Extrait source
^^^^
La société AMC a, par lettre recommandée du 15 février 2019, mis en demeure la société [N] et M. [N] de s’acquitter de ces factures ; en réponse, ces derniers ont, par courrier recommandé du 21 février 2019, demandé à la gérance de la société AMC d’inscrire leur retrait à la date du 7 avril 2018, jour de réception de la lettre sollicitant le retrait, d’y donner effet à la date du 7 mai 2018, d’annuler toute facturation au titre des forfaits des vols au 7 mai 2018, notamment l’acompte n° 19010007 d’un montant de 51 975 euros au 1er janvier 2019, et de leur communiquer, dès son établissement, le bilan de l’exercice 2018 afin de procéder à la liquidation de leurs droits financiers.

Par exploit du 16 avril 2019, la société [N] et M. [N] ont fait assigner la société AMC devant le tribunal de commerce de Montpellier en vue d’obtenir l’annulation de la résolution n° 6 de l’assemblée générale du 21 juin 2018, la condamnation sous astreinte de la société AMC à inscrire la notification de leur retrait et à y donner effet au 4 mai 2018, la condamnation de la même à communiquer le bilan de l’exercice 2018 et l’annulation des factures des 1er juin 2018 et 1er janvier 2019.

Sur le pourvoi formé par la société [N] à l’encontre de l’arrêt du 23 janvier 2018, la Cour de cassation a, par arrêt du 18 mars 2020, cassé et annulé cet arrêt, sauf en ce qu’il a dit recevable l’appel et irrecevable l’exception de nullité portant sur l’assemblée générale du 10 juin 2010.
^^^^
Données extraites

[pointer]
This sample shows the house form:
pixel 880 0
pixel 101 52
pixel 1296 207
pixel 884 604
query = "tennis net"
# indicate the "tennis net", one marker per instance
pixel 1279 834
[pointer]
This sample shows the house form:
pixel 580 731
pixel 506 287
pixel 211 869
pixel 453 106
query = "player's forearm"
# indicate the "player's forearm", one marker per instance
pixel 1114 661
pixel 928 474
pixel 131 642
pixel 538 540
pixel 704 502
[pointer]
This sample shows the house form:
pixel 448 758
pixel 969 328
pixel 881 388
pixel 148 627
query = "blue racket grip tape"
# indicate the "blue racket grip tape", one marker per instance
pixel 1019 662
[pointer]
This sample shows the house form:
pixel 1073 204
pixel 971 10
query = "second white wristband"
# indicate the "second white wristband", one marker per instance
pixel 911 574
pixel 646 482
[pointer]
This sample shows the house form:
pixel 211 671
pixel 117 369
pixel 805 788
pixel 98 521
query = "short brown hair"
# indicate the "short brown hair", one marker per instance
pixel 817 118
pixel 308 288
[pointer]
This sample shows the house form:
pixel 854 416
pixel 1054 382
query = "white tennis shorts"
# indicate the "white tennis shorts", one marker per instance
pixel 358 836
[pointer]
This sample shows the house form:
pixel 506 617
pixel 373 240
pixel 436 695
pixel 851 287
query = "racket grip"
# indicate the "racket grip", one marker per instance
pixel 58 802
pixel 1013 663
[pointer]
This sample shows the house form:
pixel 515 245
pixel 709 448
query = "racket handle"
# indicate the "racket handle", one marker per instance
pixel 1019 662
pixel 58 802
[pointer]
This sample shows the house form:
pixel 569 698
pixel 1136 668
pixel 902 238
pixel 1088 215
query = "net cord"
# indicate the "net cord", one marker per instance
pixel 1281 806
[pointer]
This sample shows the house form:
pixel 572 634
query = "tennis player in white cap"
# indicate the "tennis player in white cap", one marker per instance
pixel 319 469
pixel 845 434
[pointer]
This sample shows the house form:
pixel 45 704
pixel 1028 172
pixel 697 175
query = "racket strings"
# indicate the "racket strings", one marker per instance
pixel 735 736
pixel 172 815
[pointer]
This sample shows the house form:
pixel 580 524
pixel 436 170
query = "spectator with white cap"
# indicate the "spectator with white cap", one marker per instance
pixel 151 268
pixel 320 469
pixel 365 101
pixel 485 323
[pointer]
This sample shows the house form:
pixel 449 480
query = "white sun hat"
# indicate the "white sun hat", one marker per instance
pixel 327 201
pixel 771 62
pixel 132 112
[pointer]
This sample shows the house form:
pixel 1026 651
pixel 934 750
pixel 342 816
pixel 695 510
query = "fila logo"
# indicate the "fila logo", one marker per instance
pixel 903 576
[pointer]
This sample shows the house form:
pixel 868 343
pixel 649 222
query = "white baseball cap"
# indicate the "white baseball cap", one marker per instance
^^^^
Consignes
1) Relevez toutes les dates complètes (jour, mois et année) qui figurent dans le paragraphe de l'extrait commençant par « Par exploit du 16 avril 2019 ».
2) Modifiez le passage de l'extrait qui commence par « Par exploit du » et se poursuit jusqu'à « 10 juin 2010. » en remplaçant « assigner » par « citer ».

Corrigé
1) 16 avril 2019 ; 21 juin 2018 ; 4 mai 2018 ; 1er juin 2018 ; 1er janvier 2019

2)
Par exploit du 16 avril 2019, la société [N] et M. [N] ont fait citer la société AMC devant le tribunal de commerce de Montpellier en vue d’obtenir l’annulation de la résolution n° 6 de l’assemblée générale du 21 juin 2018, la condamnation sous astreinte de la société AMC à inscrire la notification de leur retrait et à y donner effet au 4 mai 2018, la condamnation de la même à communiquer le bilan de l’exercice 2018 et l’annulation des factures des 1er juin 2018 et 1er janvier 2019.

Sur le pourvoi formé par la société [N] à l’encontre de l’arrêt du 23 janvier 2018, la Cour de cassation a, par arrêt du 18 mars 2020, cassé et annulé cet arrêt, sauf en ce qu’il a dit recevable l’appel et irrecevable l’exception de nullité portant sur l’assemblée générale du 10 juin 2010.